• [Input data]
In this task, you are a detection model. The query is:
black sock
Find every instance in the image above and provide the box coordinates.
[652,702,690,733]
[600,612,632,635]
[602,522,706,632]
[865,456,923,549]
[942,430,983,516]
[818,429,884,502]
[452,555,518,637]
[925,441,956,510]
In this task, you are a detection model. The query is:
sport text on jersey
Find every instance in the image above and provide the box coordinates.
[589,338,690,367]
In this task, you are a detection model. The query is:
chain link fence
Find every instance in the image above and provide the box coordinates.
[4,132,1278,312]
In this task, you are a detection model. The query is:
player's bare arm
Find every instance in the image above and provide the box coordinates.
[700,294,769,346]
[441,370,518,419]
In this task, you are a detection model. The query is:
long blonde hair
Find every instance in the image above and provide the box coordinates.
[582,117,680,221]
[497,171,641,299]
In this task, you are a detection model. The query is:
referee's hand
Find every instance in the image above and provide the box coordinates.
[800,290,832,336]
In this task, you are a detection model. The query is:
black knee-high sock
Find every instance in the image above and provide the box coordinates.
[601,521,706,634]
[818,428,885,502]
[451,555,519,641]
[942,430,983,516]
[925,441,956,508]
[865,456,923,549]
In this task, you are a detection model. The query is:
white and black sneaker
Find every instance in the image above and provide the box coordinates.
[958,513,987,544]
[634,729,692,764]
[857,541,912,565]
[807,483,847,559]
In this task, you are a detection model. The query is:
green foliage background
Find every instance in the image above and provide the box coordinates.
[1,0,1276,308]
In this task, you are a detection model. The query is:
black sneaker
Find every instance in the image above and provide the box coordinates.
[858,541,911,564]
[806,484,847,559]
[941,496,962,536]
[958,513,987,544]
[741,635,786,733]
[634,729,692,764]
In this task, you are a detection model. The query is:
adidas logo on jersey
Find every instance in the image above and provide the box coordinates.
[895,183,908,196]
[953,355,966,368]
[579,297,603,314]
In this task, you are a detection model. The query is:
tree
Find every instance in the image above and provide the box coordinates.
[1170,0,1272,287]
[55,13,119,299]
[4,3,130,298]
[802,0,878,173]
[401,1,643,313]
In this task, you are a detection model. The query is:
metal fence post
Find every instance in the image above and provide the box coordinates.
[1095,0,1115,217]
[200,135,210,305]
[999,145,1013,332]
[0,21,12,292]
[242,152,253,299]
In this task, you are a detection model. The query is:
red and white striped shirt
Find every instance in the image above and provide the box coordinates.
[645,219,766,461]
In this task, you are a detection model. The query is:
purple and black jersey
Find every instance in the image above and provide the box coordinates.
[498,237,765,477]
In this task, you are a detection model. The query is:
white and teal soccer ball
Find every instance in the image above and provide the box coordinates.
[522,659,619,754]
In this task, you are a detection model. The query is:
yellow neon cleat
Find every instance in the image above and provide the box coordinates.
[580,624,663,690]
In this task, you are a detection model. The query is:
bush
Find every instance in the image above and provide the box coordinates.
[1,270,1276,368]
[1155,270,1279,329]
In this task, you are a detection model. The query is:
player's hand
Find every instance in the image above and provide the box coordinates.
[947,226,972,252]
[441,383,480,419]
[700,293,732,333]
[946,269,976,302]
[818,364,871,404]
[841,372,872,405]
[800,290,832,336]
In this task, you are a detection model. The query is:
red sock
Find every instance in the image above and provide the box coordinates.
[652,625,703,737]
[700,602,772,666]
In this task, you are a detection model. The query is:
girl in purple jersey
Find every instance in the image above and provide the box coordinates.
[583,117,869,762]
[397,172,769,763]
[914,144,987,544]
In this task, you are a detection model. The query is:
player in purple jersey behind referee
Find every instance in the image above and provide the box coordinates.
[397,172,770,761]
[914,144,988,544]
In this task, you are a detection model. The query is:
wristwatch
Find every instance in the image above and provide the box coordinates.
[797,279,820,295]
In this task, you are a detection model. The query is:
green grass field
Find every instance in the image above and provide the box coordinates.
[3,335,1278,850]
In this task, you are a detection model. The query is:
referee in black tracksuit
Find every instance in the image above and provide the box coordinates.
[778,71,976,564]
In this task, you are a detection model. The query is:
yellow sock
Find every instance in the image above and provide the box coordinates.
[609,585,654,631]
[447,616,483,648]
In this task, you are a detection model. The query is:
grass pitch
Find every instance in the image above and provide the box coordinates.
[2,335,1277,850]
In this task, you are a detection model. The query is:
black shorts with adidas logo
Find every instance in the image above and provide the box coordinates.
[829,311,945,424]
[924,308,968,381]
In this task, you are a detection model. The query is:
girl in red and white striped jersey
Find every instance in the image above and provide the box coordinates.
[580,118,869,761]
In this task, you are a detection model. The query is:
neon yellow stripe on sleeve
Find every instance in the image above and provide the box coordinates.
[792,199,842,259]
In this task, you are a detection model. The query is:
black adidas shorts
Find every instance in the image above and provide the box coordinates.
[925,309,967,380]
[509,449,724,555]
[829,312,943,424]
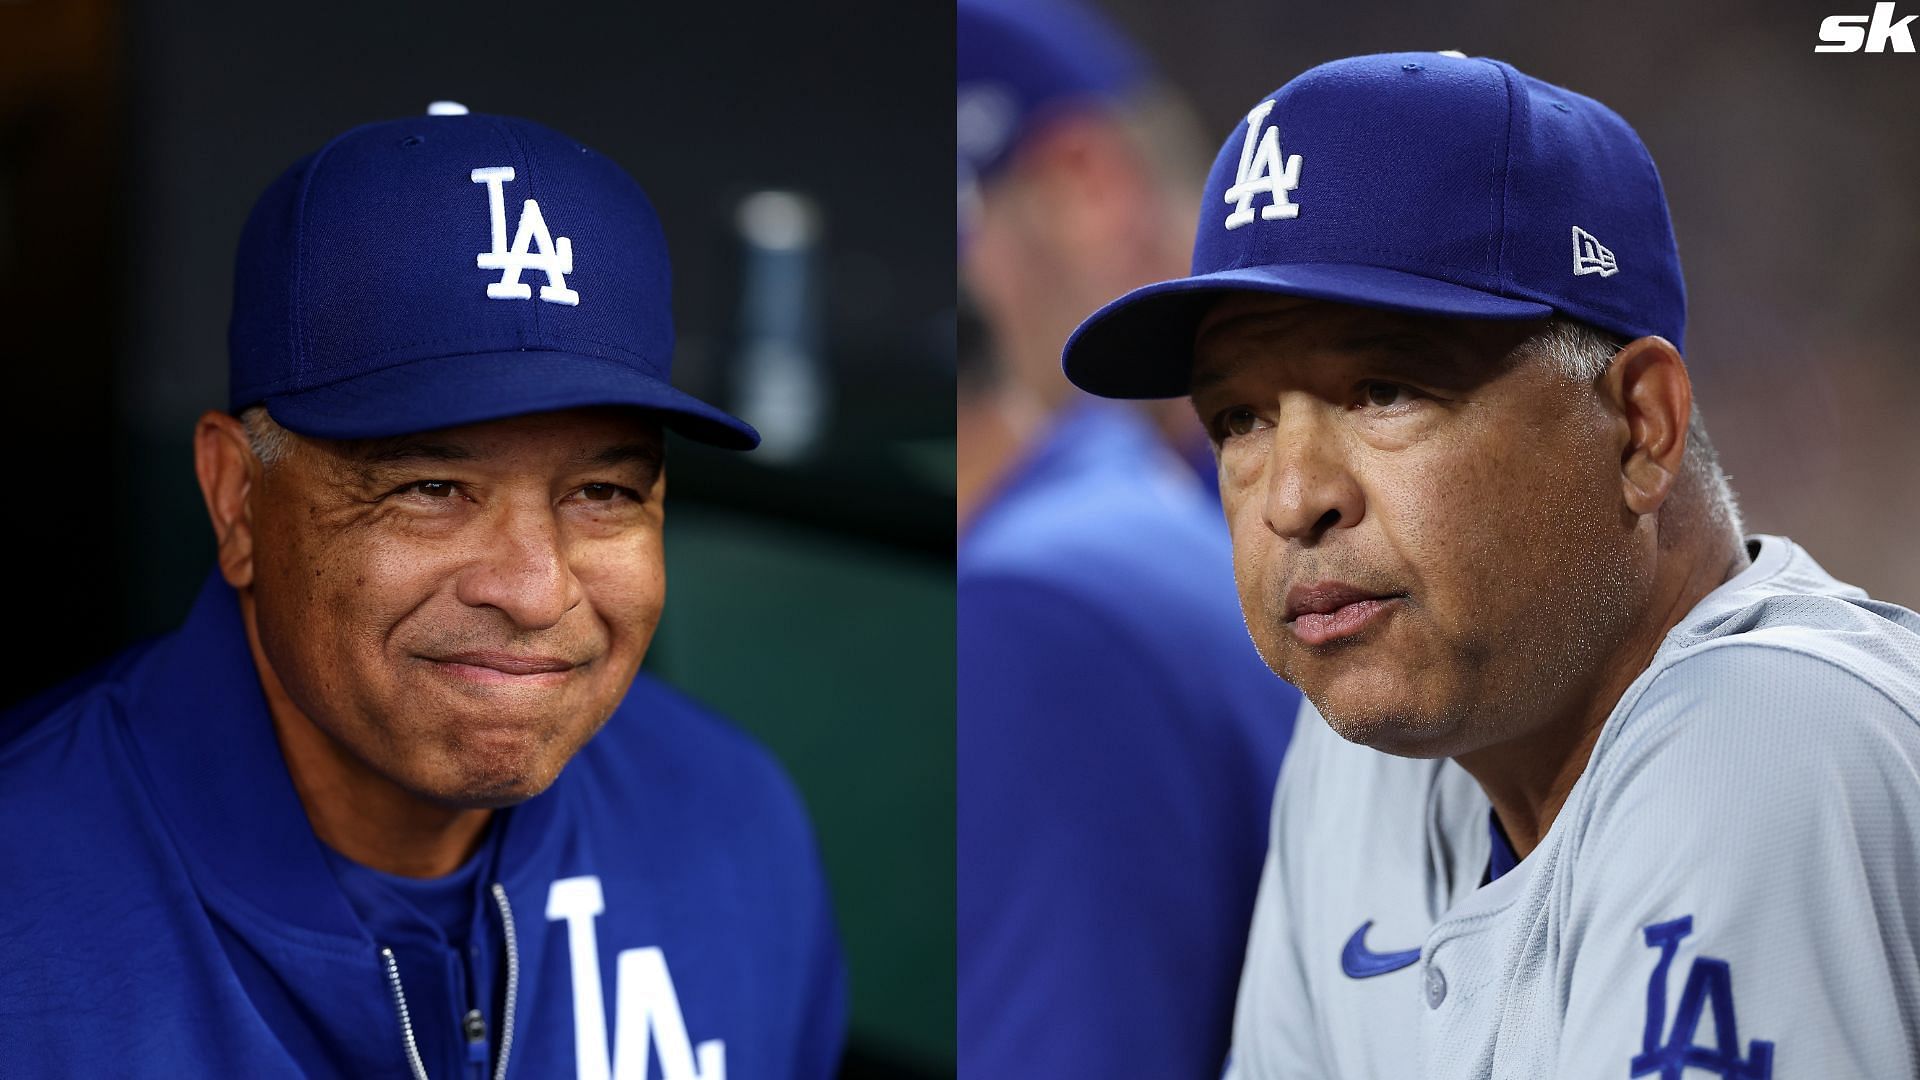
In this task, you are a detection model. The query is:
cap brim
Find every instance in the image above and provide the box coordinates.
[1062,263,1555,399]
[259,350,759,449]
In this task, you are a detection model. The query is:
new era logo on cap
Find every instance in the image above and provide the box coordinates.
[1061,52,1687,399]
[1572,226,1619,277]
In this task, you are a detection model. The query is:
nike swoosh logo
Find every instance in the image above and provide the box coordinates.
[1340,920,1422,978]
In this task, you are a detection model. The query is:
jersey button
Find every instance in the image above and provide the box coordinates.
[1424,964,1448,1009]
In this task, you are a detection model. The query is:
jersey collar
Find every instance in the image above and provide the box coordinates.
[121,570,569,946]
[123,570,372,945]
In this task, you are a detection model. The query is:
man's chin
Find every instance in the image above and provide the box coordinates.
[415,761,564,809]
[1310,687,1468,759]
[409,728,586,808]
[436,784,546,811]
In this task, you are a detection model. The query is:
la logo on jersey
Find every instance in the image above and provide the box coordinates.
[1631,916,1774,1079]
[1223,99,1302,231]
[548,876,725,1080]
[471,166,580,306]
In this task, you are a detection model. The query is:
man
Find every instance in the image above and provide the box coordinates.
[1062,53,1920,1077]
[0,105,844,1078]
[957,2,1300,1076]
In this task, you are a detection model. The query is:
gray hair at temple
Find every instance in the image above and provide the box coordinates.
[239,405,293,470]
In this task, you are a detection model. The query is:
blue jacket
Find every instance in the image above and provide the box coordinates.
[958,404,1299,1078]
[0,572,845,1079]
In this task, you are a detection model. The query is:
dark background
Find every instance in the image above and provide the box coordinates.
[0,0,954,1074]
[1097,0,1920,608]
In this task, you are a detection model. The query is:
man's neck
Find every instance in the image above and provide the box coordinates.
[238,595,492,879]
[1458,531,1751,859]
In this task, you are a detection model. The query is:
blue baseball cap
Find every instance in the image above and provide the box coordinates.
[228,104,758,449]
[956,0,1148,187]
[1062,52,1686,398]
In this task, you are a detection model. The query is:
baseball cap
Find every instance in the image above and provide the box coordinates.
[956,0,1148,188]
[228,103,758,449]
[1062,52,1686,399]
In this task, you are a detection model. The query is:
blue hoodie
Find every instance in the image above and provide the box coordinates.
[0,572,845,1078]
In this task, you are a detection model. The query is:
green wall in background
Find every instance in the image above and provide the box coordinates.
[648,504,955,1069]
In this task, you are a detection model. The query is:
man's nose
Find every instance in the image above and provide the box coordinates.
[455,503,581,631]
[1262,415,1364,544]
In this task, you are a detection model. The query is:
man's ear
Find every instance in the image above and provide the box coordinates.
[1599,336,1693,517]
[193,411,261,589]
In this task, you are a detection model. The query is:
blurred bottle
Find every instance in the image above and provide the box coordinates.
[728,190,827,465]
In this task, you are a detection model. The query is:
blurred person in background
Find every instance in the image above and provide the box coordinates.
[956,1,1301,1075]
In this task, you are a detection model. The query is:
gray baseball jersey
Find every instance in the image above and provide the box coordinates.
[1226,535,1920,1079]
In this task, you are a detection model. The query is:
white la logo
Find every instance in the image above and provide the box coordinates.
[471,166,579,306]
[548,876,725,1080]
[1223,99,1302,231]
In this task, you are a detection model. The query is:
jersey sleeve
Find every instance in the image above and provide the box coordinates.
[958,573,1282,1079]
[1552,643,1920,1079]
[1224,700,1334,1080]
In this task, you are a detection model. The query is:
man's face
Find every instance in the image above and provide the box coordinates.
[246,407,666,807]
[1190,296,1648,758]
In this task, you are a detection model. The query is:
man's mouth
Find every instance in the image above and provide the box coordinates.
[424,651,581,687]
[1283,582,1405,646]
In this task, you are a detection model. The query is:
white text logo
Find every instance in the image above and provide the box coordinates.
[548,876,725,1080]
[1223,99,1302,230]
[1572,226,1619,277]
[1817,3,1917,51]
[472,166,580,305]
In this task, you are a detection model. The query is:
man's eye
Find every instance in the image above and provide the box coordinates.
[580,483,624,502]
[407,480,457,498]
[1217,406,1261,439]
[1362,381,1413,408]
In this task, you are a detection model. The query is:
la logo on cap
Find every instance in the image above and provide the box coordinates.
[1223,99,1302,231]
[470,166,579,306]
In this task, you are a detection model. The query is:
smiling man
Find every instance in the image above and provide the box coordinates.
[1062,54,1920,1078]
[0,107,843,1078]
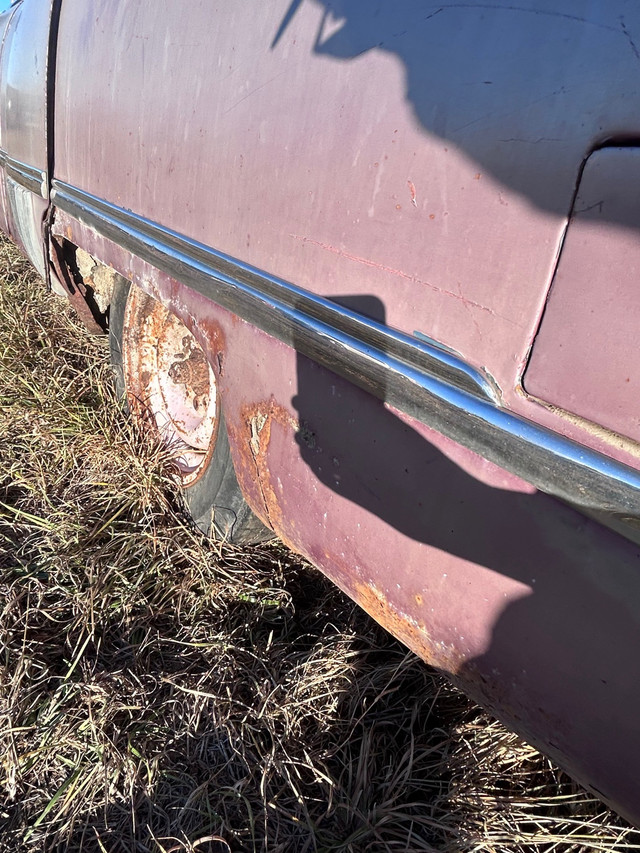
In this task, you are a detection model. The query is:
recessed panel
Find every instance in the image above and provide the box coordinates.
[524,147,640,444]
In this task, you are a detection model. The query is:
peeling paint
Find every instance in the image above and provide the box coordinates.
[407,178,417,206]
[239,400,298,532]
[75,247,118,314]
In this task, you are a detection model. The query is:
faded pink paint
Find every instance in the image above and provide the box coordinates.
[54,0,640,401]
[525,148,640,445]
[52,0,640,469]
[46,0,640,826]
[51,211,640,826]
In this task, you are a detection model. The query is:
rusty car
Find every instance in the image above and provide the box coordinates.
[3,0,640,826]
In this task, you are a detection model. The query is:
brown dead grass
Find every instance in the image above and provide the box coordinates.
[0,236,639,852]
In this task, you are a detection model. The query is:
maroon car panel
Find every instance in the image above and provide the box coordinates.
[51,209,640,826]
[0,0,635,827]
[52,1,640,399]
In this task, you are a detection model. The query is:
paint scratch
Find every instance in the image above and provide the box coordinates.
[620,16,640,62]
[224,70,288,115]
[434,4,618,34]
[407,179,418,207]
[290,233,515,322]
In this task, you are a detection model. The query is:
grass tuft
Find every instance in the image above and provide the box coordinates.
[0,236,638,852]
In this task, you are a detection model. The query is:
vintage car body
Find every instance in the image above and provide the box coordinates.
[3,0,640,825]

• [What is expected] Please copy each line of the records above that holds the word "baseball".

• [Solution to this problem]
blue baseball cap
baseball cap
gray baseball jersey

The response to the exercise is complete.